PAGE TEXT>
Re: rewriter needed changes

Posted by Volker Mische <vo...@gmail.com>.

On 20.01.2011 16:29, Benjamin Young wrote:
> On 1/18/11 5:47 PM, Benoit Chesneau wrote:
>> On Mon, Jan 10, 2011 at 1:32 AM, Benoit Chesneau<bc...@gmail.com>
>> wrote:
>>> There are 2 tickets open for the rewriter :
>>>
>>> https://issues.apache.org/jira/browse/COUCHDB-1017
>>> https://issues.apache.org/jira/browse/COUCHDB-1005
>>>
>>> First one is about testing types of value to eventually encode them
>>> (or decode) from the path or query string. 1017 speak about strings
>>> but it could be integer as well. This isn't possible actually.
>>>
>>> Second is to have a more enhanced rewriter. First intention of
>>> _rewriter was to offer a simple way to dispatch urls to a resource
>>> (_show, _update, _list, _view, doc, attachment) based on path terms
>>> (string, ':var", "*"). Path specifications are obtained by breaking
>>> url into tokens via the "/" separator, Then we match them against path
>>> terms. That's how we find urls. There is also the possibility to use
>>> query arguments as a path term. A rewriter like this is the easier
>>> implementation we found, and as is the only that obtained a consensus.

SOURCE MATERIAL>
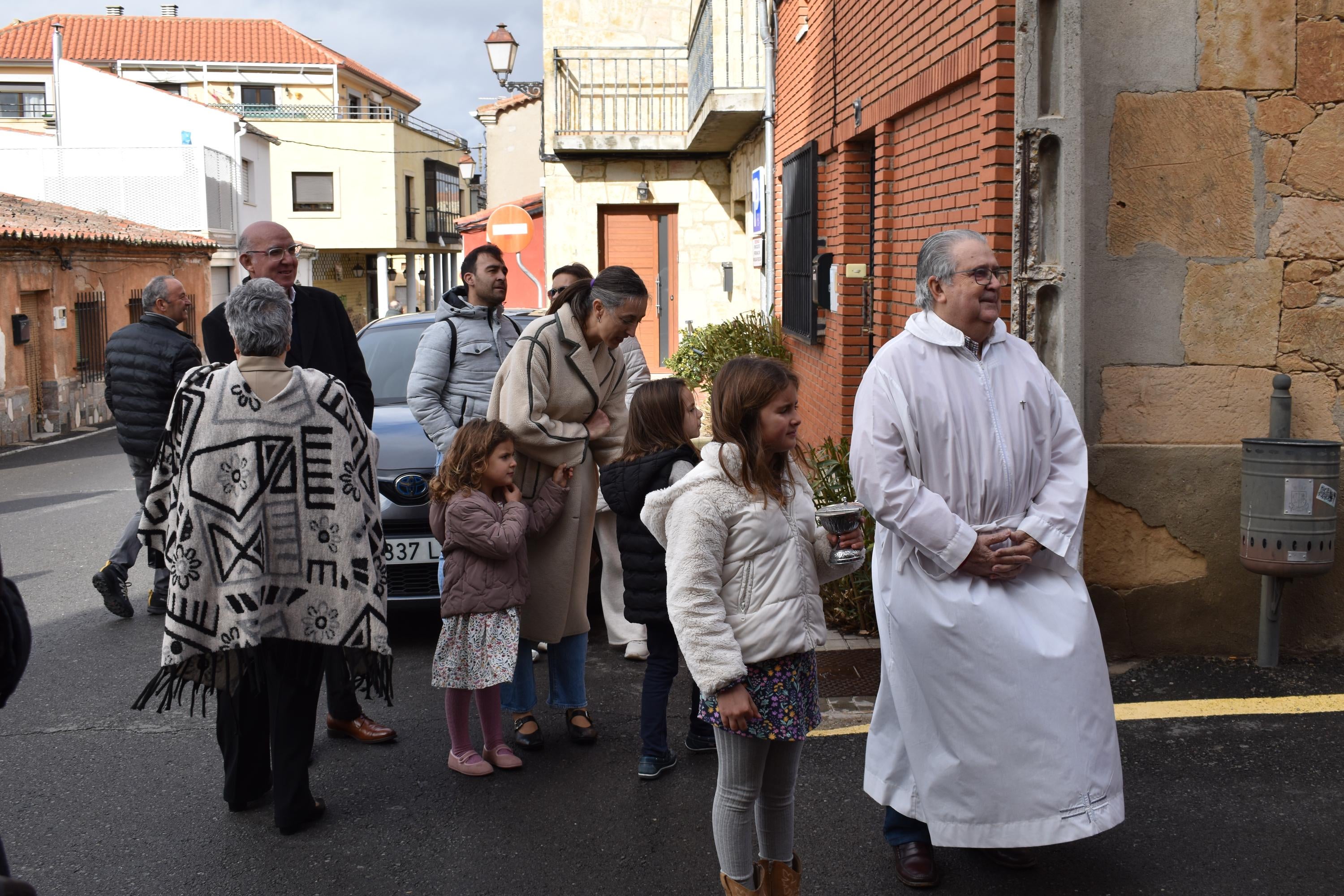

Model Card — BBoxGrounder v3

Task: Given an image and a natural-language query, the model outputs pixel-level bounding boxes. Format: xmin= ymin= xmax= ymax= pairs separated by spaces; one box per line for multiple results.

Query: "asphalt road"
xmin=0 ymin=433 xmax=1344 ymax=896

COMPLETE THE FOLLOWING>
#1 In the rewriter thread, how are path specifications obtained?
#2 Continue the rewriter thread from its last sentence.
The data bear no relation to the rewriter thread.

ANSWERS FOR THE TASKS>
#1 They are obtained by breaking the URL into tokens via the "/" separator.

#2
>>>
>>> The feature asked in 1005 need more power than simple pattern matching.
>>>
>>> The more people will use CouchApps with CouchDB facing directly to the
>>> web (without any proxy), the more people will ask for such features.
>>>
>>> I see 2 alternatives and easy pattern matching we can use to solve
>>> such problem:
>>>
>>>
>>> 1.
>>>
>>> Put var between "<>" like this<key>,
>>> Then eventually say what is the type of the variable :<int:key> for
>>> integer.
>>>
>>> Ex:
>>>
>>> {
>>> "from": "/a/b/<key>/<int:id>",
>>> "to":"/c/<key>",
>>> "query": {
>>> "key": "<int:key>"
>>> }
>>> }
>>>
>>> /a/b/c/13 -> /c/c?key=13
>>>
>>>
>>> This solve 1017 and potentially 1005 .
>>>
>>> 2. Use mongrel2 pattern matching:
>>>
>>> <snip>
>>> URL patterns always match from the start, routes are broken into
>>> prefix and pattern part. We uses the routes to find the longest
>>> matching prefix and then tests the pattern. If the pattern matches,
>>> then the route works. If the route doesn't have a pattern, then it's
>>> assumed to match, and you're done.
>>>
>>> The only caveat is you have to wrap your pattern parts in parenthesis,
>>> but these don't mean anything other than to delimit where a pattern
>>> starts. So instead of /images/.⋆.jpg, write /images/(.⋆.jpg) for it to
>>> work.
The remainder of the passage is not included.